Thierry Meyssan*
Jogando ao Deus ex machina, o Presidente Macron veio atribuir boas e más classificações aos dirigentes libaneses. Seguro da sua superioridade, afirmou-se envergonhado com o comportamento dessa classe política. Mas tudo isto não é mais do que uma má peça de teatro. Por trás da cortina, ele empenha-se em destruir a Resistência e em transformar o país num paraíso fiscal.
O Presidente francês, Emmanuel Macron, consagrou uma das suas raras conferências de imprensa à situação num país estrangeiro, o Líbano. Assim, declarou : «O Hezbolla não pode ao mesmo tempo ser um exército em guerra contra Israel, uma milícia enlouquecida contra os civis na Síria e um partido respeitável no Líbano. Não se deve crer mais forte do que é. Deve mostrar que respeita todos os Libaneses e nestes últimos dias mostrou o contrário». Sayed Hassan Nasrallah irá responder-lhe a 29 de Setembro.

++++++++++

Tarefa do exercício A:
Reescreva sob a forma de lista, de modo mais conciso, o parágrafo do texto sobre Macron e o Líbano que começa por «Jogando ao Deus ex machina», mantendo os factos principais.
Tarefa do exercício B:
Segundo o texto sobre Macron e o Líbano, em que data irá Sayed Hassan Nasrallah responder ao Presidente francês?
Tarefa do exercício C:
Prossiga o texto sobre Macron e o Líbano a partir da última frase apresentada.

++++++++++

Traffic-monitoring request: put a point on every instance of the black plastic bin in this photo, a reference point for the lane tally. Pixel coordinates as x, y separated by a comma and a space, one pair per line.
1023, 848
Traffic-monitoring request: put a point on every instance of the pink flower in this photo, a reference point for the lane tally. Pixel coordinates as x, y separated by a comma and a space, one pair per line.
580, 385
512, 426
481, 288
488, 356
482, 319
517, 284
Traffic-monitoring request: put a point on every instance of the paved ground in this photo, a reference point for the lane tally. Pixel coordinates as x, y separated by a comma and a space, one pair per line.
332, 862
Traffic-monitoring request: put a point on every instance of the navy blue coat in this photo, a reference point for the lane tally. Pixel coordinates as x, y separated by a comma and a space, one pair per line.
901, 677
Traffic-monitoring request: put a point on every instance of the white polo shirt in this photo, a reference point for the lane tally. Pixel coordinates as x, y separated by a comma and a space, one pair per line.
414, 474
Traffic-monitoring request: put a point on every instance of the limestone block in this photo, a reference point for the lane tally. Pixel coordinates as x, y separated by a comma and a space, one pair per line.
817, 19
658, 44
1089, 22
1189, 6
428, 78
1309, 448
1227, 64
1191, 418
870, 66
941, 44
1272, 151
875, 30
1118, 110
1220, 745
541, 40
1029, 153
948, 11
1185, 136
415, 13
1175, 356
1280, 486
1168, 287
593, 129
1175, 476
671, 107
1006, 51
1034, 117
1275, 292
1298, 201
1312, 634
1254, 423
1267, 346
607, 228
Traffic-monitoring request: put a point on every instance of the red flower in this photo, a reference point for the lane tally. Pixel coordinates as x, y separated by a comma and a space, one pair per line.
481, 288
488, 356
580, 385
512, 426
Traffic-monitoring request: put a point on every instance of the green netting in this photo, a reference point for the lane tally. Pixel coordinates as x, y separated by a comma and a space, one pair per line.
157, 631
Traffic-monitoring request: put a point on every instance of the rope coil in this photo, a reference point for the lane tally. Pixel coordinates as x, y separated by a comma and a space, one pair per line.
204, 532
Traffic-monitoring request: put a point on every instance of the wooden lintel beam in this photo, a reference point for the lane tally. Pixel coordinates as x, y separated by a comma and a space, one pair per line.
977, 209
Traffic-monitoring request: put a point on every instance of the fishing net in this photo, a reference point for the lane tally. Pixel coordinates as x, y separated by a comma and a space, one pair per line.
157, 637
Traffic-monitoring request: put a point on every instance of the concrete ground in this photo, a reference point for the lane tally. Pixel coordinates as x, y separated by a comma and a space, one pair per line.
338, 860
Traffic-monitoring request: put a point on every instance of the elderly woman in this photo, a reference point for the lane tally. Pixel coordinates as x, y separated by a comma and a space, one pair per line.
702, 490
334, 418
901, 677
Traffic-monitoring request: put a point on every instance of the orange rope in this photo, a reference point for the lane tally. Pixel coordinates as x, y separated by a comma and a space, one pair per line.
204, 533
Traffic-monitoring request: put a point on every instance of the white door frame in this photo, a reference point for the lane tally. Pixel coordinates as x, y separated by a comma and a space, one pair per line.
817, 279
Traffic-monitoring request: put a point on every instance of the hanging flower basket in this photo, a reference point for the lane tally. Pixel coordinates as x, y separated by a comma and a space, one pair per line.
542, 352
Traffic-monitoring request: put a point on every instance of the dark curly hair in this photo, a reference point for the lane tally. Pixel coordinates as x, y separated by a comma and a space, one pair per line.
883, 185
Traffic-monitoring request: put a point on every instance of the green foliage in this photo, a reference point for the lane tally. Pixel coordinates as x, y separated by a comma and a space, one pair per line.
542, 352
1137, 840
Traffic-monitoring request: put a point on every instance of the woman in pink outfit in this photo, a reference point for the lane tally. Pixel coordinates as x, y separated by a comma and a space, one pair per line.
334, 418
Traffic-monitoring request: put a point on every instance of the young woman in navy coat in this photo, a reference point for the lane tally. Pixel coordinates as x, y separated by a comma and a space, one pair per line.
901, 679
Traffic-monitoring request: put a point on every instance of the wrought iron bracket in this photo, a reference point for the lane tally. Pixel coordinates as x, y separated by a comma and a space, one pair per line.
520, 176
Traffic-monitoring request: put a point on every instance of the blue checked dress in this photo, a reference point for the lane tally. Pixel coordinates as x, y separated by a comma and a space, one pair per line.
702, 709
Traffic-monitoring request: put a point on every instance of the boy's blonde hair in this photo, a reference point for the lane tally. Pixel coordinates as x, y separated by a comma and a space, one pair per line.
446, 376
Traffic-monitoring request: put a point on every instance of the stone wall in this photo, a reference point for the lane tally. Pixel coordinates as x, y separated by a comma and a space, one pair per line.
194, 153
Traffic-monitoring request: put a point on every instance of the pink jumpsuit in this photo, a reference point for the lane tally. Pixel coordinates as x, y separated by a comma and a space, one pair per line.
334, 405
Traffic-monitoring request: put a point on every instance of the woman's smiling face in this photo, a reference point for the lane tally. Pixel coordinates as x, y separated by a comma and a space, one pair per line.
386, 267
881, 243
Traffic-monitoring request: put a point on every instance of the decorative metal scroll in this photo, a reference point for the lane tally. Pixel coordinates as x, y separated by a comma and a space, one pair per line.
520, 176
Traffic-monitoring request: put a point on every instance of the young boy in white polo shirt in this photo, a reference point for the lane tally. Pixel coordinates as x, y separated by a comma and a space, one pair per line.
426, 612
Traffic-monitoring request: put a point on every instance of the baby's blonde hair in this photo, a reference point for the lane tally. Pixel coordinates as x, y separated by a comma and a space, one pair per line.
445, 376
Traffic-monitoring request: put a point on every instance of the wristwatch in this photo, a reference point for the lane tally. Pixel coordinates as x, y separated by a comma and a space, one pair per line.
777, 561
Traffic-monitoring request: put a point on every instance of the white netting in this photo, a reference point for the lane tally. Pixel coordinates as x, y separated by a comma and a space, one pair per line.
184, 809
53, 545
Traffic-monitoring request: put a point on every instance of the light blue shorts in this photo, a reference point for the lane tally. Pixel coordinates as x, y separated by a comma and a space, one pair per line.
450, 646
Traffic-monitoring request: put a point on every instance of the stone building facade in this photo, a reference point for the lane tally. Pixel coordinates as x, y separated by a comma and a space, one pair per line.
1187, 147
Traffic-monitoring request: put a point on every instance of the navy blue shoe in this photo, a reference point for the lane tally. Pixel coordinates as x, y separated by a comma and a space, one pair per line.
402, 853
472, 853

++++++++++

Resultado da tarefa A:
- Macron, fazendo de Deus ex machina, atribuiu boas e más classificações aos dirigentes libaneses.
- Seguro da sua superioridade, declarou-se envergonhado com o comportamento da classe política libanesa.
- Segundo o texto, tudo isto não passa de uma má peça de teatro.
- Nos bastidores, Macron empenha-se em destruir a Resistência e em transformar o país num paraíso fiscal.

Resultado da tarefa B:
A 29 de Setembro.

Resultado da tarefa C:
Reagindo à explosão no porto de Beirute, em 4 de Agosto de 2020, o Povo libanês e a imprensa internacional viram nesta um acidente imputável à corrupção das autoridades portuárias. Pela nossa parte, após a análise dos primeiros indícios, colocamos imediatamente em causa a tese do acidente e privilegiamos a do atentado. O Presidente francês Emmanuel Macron viajou de urgência para o Líbano para “salvar” o país. Dois dias mais tarde, nós pronunciamo-nos na televisão síria, Sama, pela hipótese de ser a continuação da operação para aplicação da Resolução 1559.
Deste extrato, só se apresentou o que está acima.